Exercise aim
Reproduce the stretch of the McKenzie Pass cycling log below from "There was good" through "of the mountains.", with every character unchanged.

Quoted passage START

Sunday, May 26, 2013

Alder Springs Campground, McKenzie Pass, OR

Day 8: Sunday, May 26, 2013
Vida or thereabouts to Alder Springs Campground: 34 miles

(Note that the link above shows the route all the way up to the pass. Google maps is funky on a tablet.)

Yes, it was a short day today. But sometimes you just have to make your decisions based on the available facilities.

drippy morning
It was a drippy drippy morning

It was raining when I awoke. The forecast called for a nasty day up on McKenzie pass. I debated whether to go back to Eugene and become a hippie. A forty-minute therapy session over the phone with De helped motivate me. Plus, the sun was coming out.

So, onward. The west wind pushed cloud system after cloud system up the McKenzie River valley, producing alternating periods of sun and discouragingly heavy rain. I stopped for lunch at a diner to avoid one of those cloudbursts; of course, it was sunny the whole time I was inside.

At the restaurant, a fellow diner came up to me and asked about my journey. He mentioned his neighbor, Joe Kurmaskie, and wondered if I'd heard of him. Well, duh! Who hasn't heard of Joe Kurmaskie? Chris and I have even been to his house. But I bet he wouldn't know me from Adam.

The diner's wife happened to be a seamstress for the television show Grimm. Interesting.

Past McKenzie Bridge, cyclists have the option of staying on Route 126 and going the long way around, over Santiam Pass. It's longer, the grade up to Santiam Pass isn't bad, and there are good paved shoulders, but there's a lot more traffic. Or they can turn off onto the old McKenzie highway, which is a very scenic, narrow, winding road with absolutely no shoulders, and a steeper, longer climb to McKenzie Pass, which is higher than Santiam. I took door #2.

narrow road
Narrow road, tall trees, sun!

scenic bikeway sign
Scenic even in the rain

There was good reason for that. McKenzie Pass was still closed to cars, but was accessible to cyclists and hikers. Snow gates approximately halfway up meant no traffic beyond that point, and only hiker/biker cars below. And there was a campground at the snow gate. Which was a good thing, because I wouldn't have made it over the pass before dark. And it wouldn't have been easy to find a level camping spot higher up.

little bitofrain
A little bit of rain didn't hurt.

at the snow gate
At the snow gate

So I set up my tent, and after a meal of tomato soup fortified with a couple of packets of instant oatmeal, I bundled up and crawled into the sleeping bag. I think this is the first time I've ever camped alone in the middle of the mountains.

Quoted passage END
Stored data START

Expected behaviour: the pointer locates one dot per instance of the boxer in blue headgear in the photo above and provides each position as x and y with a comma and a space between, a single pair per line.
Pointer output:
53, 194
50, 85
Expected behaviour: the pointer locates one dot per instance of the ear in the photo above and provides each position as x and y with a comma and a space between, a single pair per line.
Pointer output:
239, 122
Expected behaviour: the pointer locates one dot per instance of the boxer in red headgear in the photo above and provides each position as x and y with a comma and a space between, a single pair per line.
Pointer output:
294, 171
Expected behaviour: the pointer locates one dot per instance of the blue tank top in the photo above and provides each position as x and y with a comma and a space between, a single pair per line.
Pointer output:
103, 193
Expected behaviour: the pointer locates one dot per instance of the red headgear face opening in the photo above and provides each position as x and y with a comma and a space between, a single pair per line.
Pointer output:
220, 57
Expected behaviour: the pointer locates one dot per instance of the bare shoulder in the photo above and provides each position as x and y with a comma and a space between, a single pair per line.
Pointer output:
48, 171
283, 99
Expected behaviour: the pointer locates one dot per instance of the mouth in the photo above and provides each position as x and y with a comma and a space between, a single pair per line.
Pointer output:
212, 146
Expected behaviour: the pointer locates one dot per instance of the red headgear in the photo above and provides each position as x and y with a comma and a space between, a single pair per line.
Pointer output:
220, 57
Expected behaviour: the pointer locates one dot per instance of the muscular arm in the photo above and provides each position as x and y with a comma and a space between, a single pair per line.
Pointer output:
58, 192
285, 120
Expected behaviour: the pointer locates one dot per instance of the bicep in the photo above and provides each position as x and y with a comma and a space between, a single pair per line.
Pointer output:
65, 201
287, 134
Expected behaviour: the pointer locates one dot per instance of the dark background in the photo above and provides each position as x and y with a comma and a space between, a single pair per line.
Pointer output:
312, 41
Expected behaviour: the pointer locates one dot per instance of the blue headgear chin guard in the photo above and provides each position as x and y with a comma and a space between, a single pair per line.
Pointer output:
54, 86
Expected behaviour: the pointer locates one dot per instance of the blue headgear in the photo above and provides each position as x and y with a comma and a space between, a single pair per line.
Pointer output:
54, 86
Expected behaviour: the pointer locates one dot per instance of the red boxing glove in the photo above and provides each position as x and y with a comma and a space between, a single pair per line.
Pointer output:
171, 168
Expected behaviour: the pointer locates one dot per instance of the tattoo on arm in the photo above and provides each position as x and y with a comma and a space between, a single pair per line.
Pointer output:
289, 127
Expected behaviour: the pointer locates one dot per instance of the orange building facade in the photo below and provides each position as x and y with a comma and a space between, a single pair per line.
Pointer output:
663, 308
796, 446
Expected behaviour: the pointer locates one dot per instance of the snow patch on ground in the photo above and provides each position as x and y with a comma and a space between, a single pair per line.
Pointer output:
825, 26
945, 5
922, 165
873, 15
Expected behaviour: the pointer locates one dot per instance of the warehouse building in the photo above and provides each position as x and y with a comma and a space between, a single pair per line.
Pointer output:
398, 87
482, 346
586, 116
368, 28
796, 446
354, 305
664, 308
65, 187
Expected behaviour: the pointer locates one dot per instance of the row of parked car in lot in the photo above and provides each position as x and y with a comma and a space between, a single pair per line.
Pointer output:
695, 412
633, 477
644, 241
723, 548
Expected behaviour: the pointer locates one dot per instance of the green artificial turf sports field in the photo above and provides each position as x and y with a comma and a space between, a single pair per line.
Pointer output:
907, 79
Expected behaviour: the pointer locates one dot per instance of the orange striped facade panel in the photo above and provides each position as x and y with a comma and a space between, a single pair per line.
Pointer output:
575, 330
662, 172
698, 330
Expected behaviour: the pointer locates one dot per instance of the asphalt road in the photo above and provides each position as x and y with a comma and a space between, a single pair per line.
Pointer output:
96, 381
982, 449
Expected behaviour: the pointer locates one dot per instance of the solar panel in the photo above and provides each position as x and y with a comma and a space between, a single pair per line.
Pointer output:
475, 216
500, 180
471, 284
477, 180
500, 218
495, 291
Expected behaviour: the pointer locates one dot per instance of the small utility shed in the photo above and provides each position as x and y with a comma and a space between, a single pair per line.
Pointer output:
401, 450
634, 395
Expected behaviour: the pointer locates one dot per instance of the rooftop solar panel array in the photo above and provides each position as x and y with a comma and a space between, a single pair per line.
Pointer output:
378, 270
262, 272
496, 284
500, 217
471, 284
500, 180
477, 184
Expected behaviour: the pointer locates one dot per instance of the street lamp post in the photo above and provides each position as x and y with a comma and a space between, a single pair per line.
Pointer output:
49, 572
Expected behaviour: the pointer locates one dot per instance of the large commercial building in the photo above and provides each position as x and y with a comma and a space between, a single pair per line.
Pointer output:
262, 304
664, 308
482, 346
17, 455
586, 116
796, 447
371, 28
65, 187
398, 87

Stored data END

Answer section
There was good reason for that. McKenzie Pass was still closed to cars, but was accessible to cyclists and hikers. Snow gates approximately halfway up meant no traffic beyond that point, and only hiker/biker cars below. And there was a campground at the snow gate. Which was a good thing, because I wouldn't have made it over the pass before dark. And it wouldn't have been easy to find a level camping spot higher up.

little bitofrain
A little bit of rain didn't hurt.

at the snow gate
At the snow gate

So I set up my tent, and after a meal of tomato soup fortified with a couple of packets of instant oatmeal, I bundled up and crawled into the sleeping bag. I think this is the first time I've ever camped alone in the middle of the mountains.